== The records
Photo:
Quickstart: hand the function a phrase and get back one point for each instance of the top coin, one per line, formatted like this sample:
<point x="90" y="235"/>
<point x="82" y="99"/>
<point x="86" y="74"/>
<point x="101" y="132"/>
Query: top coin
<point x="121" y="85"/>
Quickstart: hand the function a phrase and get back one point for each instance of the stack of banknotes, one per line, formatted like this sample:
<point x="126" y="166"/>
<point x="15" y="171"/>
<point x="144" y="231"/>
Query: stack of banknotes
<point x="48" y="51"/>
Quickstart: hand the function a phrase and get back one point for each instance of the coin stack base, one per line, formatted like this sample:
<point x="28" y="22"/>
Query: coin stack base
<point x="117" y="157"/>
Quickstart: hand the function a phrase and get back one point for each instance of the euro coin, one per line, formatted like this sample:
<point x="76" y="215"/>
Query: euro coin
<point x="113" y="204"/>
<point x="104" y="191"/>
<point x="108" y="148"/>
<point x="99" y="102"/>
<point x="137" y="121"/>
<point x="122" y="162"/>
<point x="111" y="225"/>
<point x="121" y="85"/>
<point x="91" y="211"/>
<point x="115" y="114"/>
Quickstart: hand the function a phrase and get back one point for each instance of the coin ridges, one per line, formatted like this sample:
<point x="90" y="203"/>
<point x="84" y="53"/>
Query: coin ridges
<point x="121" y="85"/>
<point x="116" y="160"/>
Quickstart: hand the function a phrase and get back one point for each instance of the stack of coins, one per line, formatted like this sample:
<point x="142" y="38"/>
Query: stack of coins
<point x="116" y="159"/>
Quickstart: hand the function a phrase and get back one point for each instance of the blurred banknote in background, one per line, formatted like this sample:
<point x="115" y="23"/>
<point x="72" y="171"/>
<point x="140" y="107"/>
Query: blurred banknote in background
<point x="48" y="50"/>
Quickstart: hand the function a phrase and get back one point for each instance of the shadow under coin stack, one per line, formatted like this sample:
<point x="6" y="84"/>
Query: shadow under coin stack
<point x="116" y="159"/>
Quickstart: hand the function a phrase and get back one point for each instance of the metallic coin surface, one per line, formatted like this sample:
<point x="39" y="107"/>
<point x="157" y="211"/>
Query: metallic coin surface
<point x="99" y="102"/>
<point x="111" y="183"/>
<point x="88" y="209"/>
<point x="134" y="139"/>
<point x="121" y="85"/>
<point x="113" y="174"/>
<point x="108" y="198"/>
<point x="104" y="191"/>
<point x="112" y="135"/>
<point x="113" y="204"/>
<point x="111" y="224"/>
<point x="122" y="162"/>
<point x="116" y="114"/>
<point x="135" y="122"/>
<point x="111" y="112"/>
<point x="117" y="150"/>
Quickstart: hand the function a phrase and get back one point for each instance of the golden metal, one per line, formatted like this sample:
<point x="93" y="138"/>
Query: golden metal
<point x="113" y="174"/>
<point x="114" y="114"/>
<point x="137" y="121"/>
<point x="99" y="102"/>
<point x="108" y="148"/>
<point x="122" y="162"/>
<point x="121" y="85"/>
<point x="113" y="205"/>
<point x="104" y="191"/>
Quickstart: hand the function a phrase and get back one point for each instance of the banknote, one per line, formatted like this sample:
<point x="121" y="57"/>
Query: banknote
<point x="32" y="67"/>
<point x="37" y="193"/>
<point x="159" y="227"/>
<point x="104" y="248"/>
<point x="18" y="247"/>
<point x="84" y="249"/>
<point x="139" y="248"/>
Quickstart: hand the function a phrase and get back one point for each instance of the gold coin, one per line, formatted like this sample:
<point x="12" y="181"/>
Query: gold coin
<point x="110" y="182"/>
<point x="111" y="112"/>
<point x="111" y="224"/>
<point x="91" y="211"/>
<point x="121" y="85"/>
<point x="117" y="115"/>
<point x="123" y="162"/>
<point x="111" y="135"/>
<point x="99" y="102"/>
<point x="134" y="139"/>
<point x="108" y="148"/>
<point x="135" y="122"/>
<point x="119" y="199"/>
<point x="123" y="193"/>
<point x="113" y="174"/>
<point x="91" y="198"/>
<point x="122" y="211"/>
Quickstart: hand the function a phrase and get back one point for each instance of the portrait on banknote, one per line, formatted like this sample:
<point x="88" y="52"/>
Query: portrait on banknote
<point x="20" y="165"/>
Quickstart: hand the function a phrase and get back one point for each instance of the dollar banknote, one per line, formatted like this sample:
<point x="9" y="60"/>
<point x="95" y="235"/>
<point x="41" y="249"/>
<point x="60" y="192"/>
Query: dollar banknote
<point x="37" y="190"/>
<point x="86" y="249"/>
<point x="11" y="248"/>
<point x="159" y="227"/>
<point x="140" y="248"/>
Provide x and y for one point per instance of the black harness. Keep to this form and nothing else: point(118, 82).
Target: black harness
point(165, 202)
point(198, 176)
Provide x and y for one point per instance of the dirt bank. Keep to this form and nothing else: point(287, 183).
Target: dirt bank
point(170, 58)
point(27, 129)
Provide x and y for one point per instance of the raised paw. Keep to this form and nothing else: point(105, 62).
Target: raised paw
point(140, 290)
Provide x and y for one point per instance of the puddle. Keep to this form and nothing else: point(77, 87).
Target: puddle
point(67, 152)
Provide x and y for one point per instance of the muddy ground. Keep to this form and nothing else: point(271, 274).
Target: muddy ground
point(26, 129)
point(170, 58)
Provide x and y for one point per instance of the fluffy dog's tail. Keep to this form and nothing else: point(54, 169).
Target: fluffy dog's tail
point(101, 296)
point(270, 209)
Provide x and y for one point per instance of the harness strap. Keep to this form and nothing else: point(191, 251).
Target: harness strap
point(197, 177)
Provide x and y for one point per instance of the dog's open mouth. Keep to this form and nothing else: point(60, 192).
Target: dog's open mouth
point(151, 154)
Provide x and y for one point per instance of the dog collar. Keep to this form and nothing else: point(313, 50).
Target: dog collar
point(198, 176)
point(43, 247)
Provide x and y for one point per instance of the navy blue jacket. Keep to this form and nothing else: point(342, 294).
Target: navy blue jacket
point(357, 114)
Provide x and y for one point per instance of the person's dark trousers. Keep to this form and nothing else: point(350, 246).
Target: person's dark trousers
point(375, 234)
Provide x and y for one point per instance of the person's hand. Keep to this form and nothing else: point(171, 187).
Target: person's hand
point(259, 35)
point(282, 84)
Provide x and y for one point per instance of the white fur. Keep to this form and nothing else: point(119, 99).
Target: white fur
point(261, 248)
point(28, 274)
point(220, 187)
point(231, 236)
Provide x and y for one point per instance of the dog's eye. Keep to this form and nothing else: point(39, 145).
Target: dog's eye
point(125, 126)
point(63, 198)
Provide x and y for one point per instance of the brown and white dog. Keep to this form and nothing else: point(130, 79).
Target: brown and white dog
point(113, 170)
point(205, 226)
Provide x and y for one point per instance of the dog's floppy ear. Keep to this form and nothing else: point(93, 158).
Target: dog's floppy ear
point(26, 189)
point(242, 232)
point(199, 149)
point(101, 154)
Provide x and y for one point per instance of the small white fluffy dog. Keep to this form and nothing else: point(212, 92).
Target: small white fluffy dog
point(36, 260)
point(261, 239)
====
Repeat the records above exactly, from the first line to the last.

▶ Solution to the exercise
Photo:
Quickstart: hand the function a phrase and get back one point for each instance of the top coin, one per line, formatted like this sample:
<point x="90" y="235"/>
<point x="82" y="99"/>
<point x="86" y="74"/>
<point x="101" y="132"/>
Query: top coin
<point x="121" y="85"/>
Quickstart: hand the function a phrase and get back one point for each instance of the stack of banknotes, one per line, formatted like this sample:
<point x="126" y="166"/>
<point x="15" y="171"/>
<point x="144" y="231"/>
Query: stack of banknotes
<point x="48" y="51"/>
Quickstart: hand the function a phrase and get back one point for each instance of the coin stack base, one per line, formatted like this sample:
<point x="28" y="22"/>
Query: coin stack base
<point x="117" y="157"/>
Quickstart: hand the function a phrase and get back one point for each instance of the euro coin, one per line, formatted like this sample:
<point x="76" y="215"/>
Query: euro coin
<point x="113" y="204"/>
<point x="104" y="191"/>
<point x="108" y="148"/>
<point x="99" y="102"/>
<point x="137" y="121"/>
<point x="122" y="162"/>
<point x="111" y="225"/>
<point x="121" y="85"/>
<point x="91" y="211"/>
<point x="115" y="114"/>
Quickstart: hand the function a phrase and get back one point for each instance of the coin ridges, one per line, formatted like this sample:
<point x="90" y="203"/>
<point x="84" y="53"/>
Query: coin ridges
<point x="121" y="85"/>
<point x="116" y="160"/>
Quickstart: hand the function a phrase and get back one point for each instance of the stack of coins, one per line, formatted like this sample:
<point x="142" y="38"/>
Query: stack of coins
<point x="116" y="159"/>
Quickstart: hand the function a phrase and get back one point for each instance of the blurred banknote in background, one per line, formatted like this sample:
<point x="115" y="23"/>
<point x="72" y="171"/>
<point x="140" y="107"/>
Query: blurred banknote in background
<point x="48" y="50"/>
Quickstart: hand the function a phrase and get back one point for each instance of the shadow under coin stack, one per line, formatted like this sample:
<point x="6" y="84"/>
Query: shadow under coin stack
<point x="116" y="159"/>
Quickstart: hand the function a phrase and get back one point for each instance of the metallic coin surface, one per line, formatted like this sample:
<point x="39" y="107"/>
<point x="157" y="211"/>
Query: metallic coin surface
<point x="99" y="102"/>
<point x="111" y="183"/>
<point x="88" y="209"/>
<point x="134" y="139"/>
<point x="121" y="85"/>
<point x="113" y="174"/>
<point x="108" y="198"/>
<point x="104" y="191"/>
<point x="112" y="135"/>
<point x="113" y="204"/>
<point x="111" y="224"/>
<point x="122" y="162"/>
<point x="116" y="114"/>
<point x="135" y="122"/>
<point x="111" y="112"/>
<point x="117" y="150"/>
Quickstart: hand the function a phrase and get back one point for each instance of the golden metal, one per line, formatted like this sample:
<point x="93" y="138"/>
Query: golden metal
<point x="113" y="174"/>
<point x="114" y="114"/>
<point x="137" y="121"/>
<point x="99" y="102"/>
<point x="108" y="148"/>
<point x="122" y="162"/>
<point x="121" y="85"/>
<point x="113" y="205"/>
<point x="104" y="191"/>
Quickstart: hand the function a phrase and get back one point for each instance of the banknote, one per line, formatted like this sample:
<point x="121" y="57"/>
Query: banknote
<point x="32" y="67"/>
<point x="37" y="193"/>
<point x="159" y="227"/>
<point x="104" y="248"/>
<point x="18" y="247"/>
<point x="84" y="249"/>
<point x="139" y="248"/>
Quickstart: hand the function a phrase and get back one point for each instance of the gold coin, one per line, formatted like this sample:
<point x="12" y="181"/>
Query: gold coin
<point x="110" y="182"/>
<point x="111" y="112"/>
<point x="111" y="224"/>
<point x="91" y="211"/>
<point x="121" y="85"/>
<point x="117" y="115"/>
<point x="123" y="162"/>
<point x="111" y="135"/>
<point x="99" y="102"/>
<point x="134" y="139"/>
<point x="108" y="148"/>
<point x="135" y="122"/>
<point x="119" y="199"/>
<point x="123" y="193"/>
<point x="113" y="174"/>
<point x="91" y="198"/>
<point x="122" y="211"/>
Quickstart: hand the function a phrase and get back one point for each instance of the portrait on banknote, one per line, formatted like this sample:
<point x="88" y="52"/>
Query: portrait on banknote
<point x="20" y="165"/>
Quickstart: hand the function a phrase and get back one point for each instance of the dollar banknote, one per line, formatted like this sample:
<point x="9" y="60"/>
<point x="95" y="235"/>
<point x="41" y="249"/>
<point x="60" y="192"/>
Query: dollar banknote
<point x="37" y="190"/>
<point x="86" y="249"/>
<point x="11" y="248"/>
<point x="159" y="227"/>
<point x="140" y="248"/>
Provide x and y for one point per instance of the black harness. Keep to this form and nothing else: point(118, 82).
Target: black harness
point(165, 202)
point(198, 176)
Provide x and y for one point per instance of the dirt bank. Keep to this form and nothing else: point(287, 183).
Target: dirt bank
point(170, 58)
point(27, 129)
Provide x and y for one point per instance of the raised paw. Keep to this form and nothing else: point(105, 62).
Target: raised paw
point(140, 290)
Provide x and y for one point per instance of the puddle. Keep to this form and nothing else: point(77, 87).
Target: puddle
point(67, 152)
Provide x and y for one point per instance of the muddy ground. Keep to this form and nothing else: point(271, 274).
Target: muddy ground
point(26, 129)
point(170, 58)
Provide x and y for one point per instance of the fluffy dog's tail. Keep to this form and nothing else: point(54, 169).
Target: fluffy dog's tail
point(101, 296)
point(270, 209)
Provide x and y for one point per instance of the harness strap. Keep to this form and nothing else: point(191, 251).
Target: harness strap
point(197, 177)
Provide x and y for one point per instance of the dog's open mouth. Keep to this form and nothing else: point(60, 192).
Target: dog's open mouth
point(151, 154)
Provide x and y for one point per instance of the dog collar. Keep to this form and nothing else: point(313, 50).
Target: dog collar
point(198, 176)
point(43, 247)
Provide x and y for one point per instance of the navy blue jacket. Keep to this form and nothing else: point(342, 294).
Target: navy blue jacket
point(357, 114)
Provide x and y for one point per instance of the person's dark trousers. Keep to this form and nothing else: point(350, 246).
Target: person's dark trousers
point(375, 234)
Provide x and y for one point per instance of the person's hand. Keep to this form and nothing else: point(171, 187).
Target: person's hand
point(259, 35)
point(282, 84)
Provide x and y for one point per instance of the white fur. Keep to this form and nothing else: point(119, 99).
Target: white fur
point(261, 248)
point(28, 274)
point(220, 187)
point(231, 236)
Provide x and y for one point per instance of the dog's eye. Keep to this form and nothing else: point(39, 145).
Target: dog's eye
point(125, 126)
point(63, 198)
Provide x and y for one point per instance of the brown and white dog. Keep to this form and nothing else: point(130, 79).
Target: brown and white dog
point(113, 170)
point(205, 226)
Provide x and y for one point per instance of the dog's floppy ear. Keep to this form and nothing else: point(93, 158).
Target: dog's floppy ear
point(26, 189)
point(242, 232)
point(199, 149)
point(101, 154)
Provide x and y for one point per instance of the small white fluffy dog. Keep to this form and nothing else: point(212, 92).
Target: small white fluffy dog
point(36, 260)
point(261, 239)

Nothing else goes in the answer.